> TEXT UNDER STUDY
━━━━━━━━━━━━━━━━━━━━━━━━━━━━━━
Statement from Elsevier Press Release:

Lead investigator Philip D. Butcher, PhD, St George’s, University of London, explained, “The global burden of TB is not improving. Although it is infectious, it is highly treatable. However, affordable diagnostics suitable for implementation at the point of care are needed to reach the ‘missing millions.’ Our TB research group at St George’s has a longstanding appreciation of the global imperative for improved diagnostics for TB, and we realized that novel technologies may provide an answer. We saw an opportunity by collaborating on a new chip-based technology using dielectrophoresis to selectively isolate Mtb bacilli from sputum samples.”

The investigators describe a prototype microfluidic lab-on-a-chip system called CAPTURE-XT® from QuantuMDx that can process solubilized sputum from suspected TB patients, capture Mtb bacilli for visual analysis (as a substitute for smear microscopy), and provide a purified sample for molecular confirmation by quantitative PCR (qPCR) and ultimately for genotypic drug-susceptibility analysis. CAPTURE-XT® technology relies on the principle of dielectrophoresis – a little-utilized technique that can be tuned to selectively attract or repel specific particles or cells based upon their dielectric properties. In this case, it is the Mtb bacteria that cause TB that are specifically captured and concentrated, while the other sputum contents are washed away.

After optimization using a panel of 50 characterized sputum samples, the performance of the prototype was assessed by a blinded screening of 100 characterized and bio-banked sputum samples provided by the Foundation for Innovative New Diagnostics (FIND).

Concordance with culture diagnosis was 100% for smear negative samples and 87% for smear positive samples. Of the smear positive samples, the high burden sample concordance was 100%. These results demonstrate the potential of the technology to provide a powerful sample preparation tool that could function as a front-end platform for enhanced molecular detection. This versatile tool could equally be applied as a visual detection diagnostic, potentially associated with bacterial identification for low-cost screening.
━━━━━━━━━━━━━━━━━━━━━━━━━━━━━━
> RECORDS PROVIDED
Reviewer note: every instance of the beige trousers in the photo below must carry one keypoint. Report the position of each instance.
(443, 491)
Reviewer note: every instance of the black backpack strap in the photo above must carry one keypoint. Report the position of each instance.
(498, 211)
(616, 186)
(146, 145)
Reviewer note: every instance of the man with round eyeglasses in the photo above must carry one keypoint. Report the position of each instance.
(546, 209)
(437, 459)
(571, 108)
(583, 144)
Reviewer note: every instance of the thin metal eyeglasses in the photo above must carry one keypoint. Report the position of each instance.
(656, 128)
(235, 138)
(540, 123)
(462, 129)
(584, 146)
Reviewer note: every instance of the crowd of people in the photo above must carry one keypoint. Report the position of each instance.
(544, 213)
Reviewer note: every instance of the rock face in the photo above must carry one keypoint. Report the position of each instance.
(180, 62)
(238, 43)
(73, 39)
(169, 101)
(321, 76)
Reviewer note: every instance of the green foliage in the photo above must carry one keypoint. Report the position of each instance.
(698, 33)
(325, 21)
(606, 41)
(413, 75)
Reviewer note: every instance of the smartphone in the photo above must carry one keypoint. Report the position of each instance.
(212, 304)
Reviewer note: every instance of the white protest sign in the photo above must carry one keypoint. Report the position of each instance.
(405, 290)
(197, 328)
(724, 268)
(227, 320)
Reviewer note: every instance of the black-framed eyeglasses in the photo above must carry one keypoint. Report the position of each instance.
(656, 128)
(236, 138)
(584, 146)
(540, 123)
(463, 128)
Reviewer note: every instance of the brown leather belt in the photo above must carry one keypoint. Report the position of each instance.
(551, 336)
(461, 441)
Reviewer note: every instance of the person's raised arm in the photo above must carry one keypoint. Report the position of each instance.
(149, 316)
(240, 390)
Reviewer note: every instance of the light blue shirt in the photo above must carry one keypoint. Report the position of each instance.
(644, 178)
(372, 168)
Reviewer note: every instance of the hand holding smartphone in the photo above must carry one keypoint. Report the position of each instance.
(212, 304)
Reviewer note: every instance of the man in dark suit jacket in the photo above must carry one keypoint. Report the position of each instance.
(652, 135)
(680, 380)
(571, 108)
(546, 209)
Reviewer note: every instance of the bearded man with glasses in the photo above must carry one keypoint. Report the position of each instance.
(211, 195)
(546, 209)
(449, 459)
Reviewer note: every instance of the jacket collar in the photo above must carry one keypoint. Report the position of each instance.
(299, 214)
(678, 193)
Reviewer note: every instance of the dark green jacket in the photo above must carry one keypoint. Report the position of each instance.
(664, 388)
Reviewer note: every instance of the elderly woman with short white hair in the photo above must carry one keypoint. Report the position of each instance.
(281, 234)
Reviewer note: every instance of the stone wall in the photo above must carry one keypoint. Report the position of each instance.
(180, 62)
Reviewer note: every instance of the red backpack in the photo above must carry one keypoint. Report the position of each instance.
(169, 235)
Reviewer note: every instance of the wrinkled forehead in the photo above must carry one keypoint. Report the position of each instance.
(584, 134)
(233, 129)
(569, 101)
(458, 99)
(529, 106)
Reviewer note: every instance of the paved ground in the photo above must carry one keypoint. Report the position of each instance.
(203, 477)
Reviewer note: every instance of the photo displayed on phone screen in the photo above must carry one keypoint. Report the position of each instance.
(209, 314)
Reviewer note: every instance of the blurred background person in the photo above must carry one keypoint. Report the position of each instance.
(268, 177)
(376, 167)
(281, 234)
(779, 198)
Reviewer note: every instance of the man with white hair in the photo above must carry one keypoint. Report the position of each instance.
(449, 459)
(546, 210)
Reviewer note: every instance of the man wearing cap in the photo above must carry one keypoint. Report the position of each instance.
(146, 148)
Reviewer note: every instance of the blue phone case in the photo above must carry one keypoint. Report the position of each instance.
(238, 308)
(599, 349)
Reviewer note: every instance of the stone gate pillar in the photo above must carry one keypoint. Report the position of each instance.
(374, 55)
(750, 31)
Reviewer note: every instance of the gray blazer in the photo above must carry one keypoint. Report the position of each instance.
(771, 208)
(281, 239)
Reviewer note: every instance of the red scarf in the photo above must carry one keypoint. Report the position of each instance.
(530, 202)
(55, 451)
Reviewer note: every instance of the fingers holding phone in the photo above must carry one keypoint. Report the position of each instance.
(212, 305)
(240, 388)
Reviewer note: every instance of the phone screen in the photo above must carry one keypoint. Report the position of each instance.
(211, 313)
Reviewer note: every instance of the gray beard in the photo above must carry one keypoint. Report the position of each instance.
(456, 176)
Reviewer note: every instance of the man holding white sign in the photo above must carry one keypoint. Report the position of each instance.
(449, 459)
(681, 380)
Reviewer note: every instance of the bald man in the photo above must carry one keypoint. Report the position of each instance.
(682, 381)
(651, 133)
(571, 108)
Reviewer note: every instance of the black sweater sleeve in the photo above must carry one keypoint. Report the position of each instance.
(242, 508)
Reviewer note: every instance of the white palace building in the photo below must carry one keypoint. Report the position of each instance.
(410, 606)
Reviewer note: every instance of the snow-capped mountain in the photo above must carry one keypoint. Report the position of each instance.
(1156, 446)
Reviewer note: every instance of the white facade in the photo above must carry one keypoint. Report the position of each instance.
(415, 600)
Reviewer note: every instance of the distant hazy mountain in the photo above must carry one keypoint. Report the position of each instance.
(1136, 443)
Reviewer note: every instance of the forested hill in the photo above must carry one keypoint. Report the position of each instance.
━━━━━━━━━━━━━━━━━━━━━━━━━━━━━━
> PROBLEMS TO WORK ON
(A) Write out the part of the tuberculosis press release that begins at the words "The investigators describe" and stops after the words "are washed away.".
(B) Based on the tuberculosis press release, mark each statement yes or no, and quote the words that decide it.
(i) The prototype was assessed by a blinded screening of 100 sputum samples.
(ii) Concordance with culture diagnosis was 100% for smear positive samples.
(iii) A panel of 50 characterized sputum samples was used for optimization.
(C) Continue the tuberculosis press release from its last sentence.

> OUTPUTS IN ORDER
(A)
The investigators describe a prototype microfluidic lab-on-a-chip system called CAPTURE-XT® from QuantuMDx that can process solubilized sputum from suspected TB patients, capture Mtb bacilli for visual analysis (as a substitute for smear microscopy), and provide a purified sample for molecular confirmation by quantitative PCR (qPCR) and ultimately for genotypic drug-susceptibility analysis. CAPTURE-XT® technology relies on the principle of dielectrophoresis – a little-utilized technique that can be tuned to selectively attract or repel specific particles or cells based upon their dielectric properties. In this case, it is the Mtb bacteria that cause TB that are specifically captured and concentrated, while the other sputum contents are washed away.

(B)
(i) Yes: "the performance of the prototype was assessed by a blinded screening of 100 characterized and bio-banked sputum samples"
(ii) No: "87% for smear positive samples"
(iii) Yes: "After optimization using a panel of 50 characterized sputum samples"

(C)
Jonathan O’Halloran, PhD, founder and Chief Executive Officer of QuantuMDx Group Ltd said, “The CAPTURE-XT® technology is truly revolutionary and will have an impact in many different diseases from sepsis to oncology (circulating tumor cells). This application in Mtb is truly exceptional as its ultra-low cost and ultra-high sensitivity will profoundly improve equitable access to quality diagnoses for hundreds of millions of people. This chip-based technology exploits the physiological property of the TB bacteria to be specifically collected onto the device so that small numbers can be visualized on the chip electrodes and act as a visual readout to replace the lab-based sputum smear/microscopic methods, which typically have low detection rates and require training laboratory staff, at molecular-like sensitivities and at a fraction of the price. Moreover, when used as a front-end to downstream cellular, protein, and molecular devices, the possibilities are almost limitless.”

Professor Butcher concluded, “Collaboration between University-based academic researchers and biotechnology industry scientists presents a way forward to develop new approaches for some of the world’s greatest healthcare challenges, such as TB. This new chip-based technology could bring diagnostics to the patients that need it and also, by more accessible case-finding, prevent the further spread of this disease.”

Co-author Heather Murton, PhD, LEX Diagnostics, Melbourn, UK, and formerly of QuantuMDx Group Ltd, said, “Tuberculosis is one of the oldest challenges faced in human healthcare. This technology has the potential to meet the expectations for a mobile TB diagnostic, and it is exciting to see a seemingly abstract physics principle successfully applied to a neglected disease area.”

TB is the 13th leading cause of death worldwide, and until COVID-19 was the leading cause of death from a single infectious disease – more than malaria and HIV. Globally it infects 10 million individuals and kills 1.4 million individuals every year, of whom 230,000 are children.

Diagnostics with increased sensitivity and expanded drug susceptibility testing are also needed to address drug resistance and diagnose low-bacterial burden cases.